▶ **Document excerpt**:
Study objective: The current study examines patients' comprehension of their emergency department (ED) encounter, using physician observers to document both physician communication and details of the encounter.
Methods: Eighty-nine patients were recruited from a convenience sample in an urban ED. To be included in this study, patients had to have low triage levels (4 and 5) and be discharged from the ED. Physician observers were present throughout the encounter, documenting physician communication and procedures performed. Patients were then interviewed by physician observers about their communication with physicians, accuracy in recalling facts about the encounter, and understanding of information provided during the encounter.
Results: The majority of patients were black and had a high school education. Physicians typically engaged in behaviors related to building rapport and diagnosing patients. However, physicians informed patients about test results and diagnoses less frequently. In terms of patients' accuracy and understanding of the visit, patients were generally aware of basic facts in regard to their ED encounter (ie, whether they had blood drawn), but 65.9% of patients demonstrated less than "good" understanding in at least 1 area assessed.
Conclusion: The findings of the current study indicate physicians could improve communication with patients, particularly in regard to care received in the ED. This study also indicates that a large percentage of patients fail to understand information about their ED encounter even when physicians provide it. A primary limitation of the current study is the relatively homogenous physician sample.

▶ **Information shown**:

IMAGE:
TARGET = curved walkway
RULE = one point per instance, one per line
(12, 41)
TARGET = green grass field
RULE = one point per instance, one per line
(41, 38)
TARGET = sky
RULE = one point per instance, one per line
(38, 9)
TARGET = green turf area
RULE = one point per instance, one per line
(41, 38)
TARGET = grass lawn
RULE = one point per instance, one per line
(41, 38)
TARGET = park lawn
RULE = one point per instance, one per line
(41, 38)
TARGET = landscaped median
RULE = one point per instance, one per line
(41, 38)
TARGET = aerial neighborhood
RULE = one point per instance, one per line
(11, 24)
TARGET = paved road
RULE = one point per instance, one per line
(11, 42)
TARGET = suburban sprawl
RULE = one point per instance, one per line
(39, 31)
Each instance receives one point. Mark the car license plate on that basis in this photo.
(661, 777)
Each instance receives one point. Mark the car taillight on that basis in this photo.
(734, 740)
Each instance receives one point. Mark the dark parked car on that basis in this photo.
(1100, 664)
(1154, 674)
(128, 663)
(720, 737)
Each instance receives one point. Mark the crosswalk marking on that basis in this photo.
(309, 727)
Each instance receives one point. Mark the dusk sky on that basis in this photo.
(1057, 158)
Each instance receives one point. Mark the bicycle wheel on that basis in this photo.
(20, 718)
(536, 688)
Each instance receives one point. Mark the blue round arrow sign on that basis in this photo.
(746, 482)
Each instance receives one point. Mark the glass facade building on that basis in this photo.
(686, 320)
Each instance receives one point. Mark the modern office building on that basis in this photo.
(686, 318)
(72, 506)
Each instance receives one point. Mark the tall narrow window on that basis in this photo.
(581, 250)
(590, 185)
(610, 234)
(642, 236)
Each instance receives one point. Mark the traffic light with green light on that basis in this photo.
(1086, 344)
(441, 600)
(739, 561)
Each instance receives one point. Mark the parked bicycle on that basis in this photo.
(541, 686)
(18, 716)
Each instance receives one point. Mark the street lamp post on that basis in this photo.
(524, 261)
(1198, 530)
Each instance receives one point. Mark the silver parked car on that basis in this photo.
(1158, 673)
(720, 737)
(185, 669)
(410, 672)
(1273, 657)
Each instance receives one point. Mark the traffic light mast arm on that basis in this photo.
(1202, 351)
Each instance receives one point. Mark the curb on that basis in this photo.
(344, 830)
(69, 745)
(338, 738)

▶ **The task**: Reproduce verbatim the passage of the emergency department study abstract above, starting with "Conclusion: The findings" and going on through "homogenous physician sample.".

▶ **The answer**:
Conclusion: The findings of the current study indicate physicians could improve communication with patients, particularly in regard to care received in the ED. This study also indicates that a large percentage of patients fail to understand information about their ED encounter even when physicians provide it. A primary limitation of the current study is the relatively homogenous physician sample.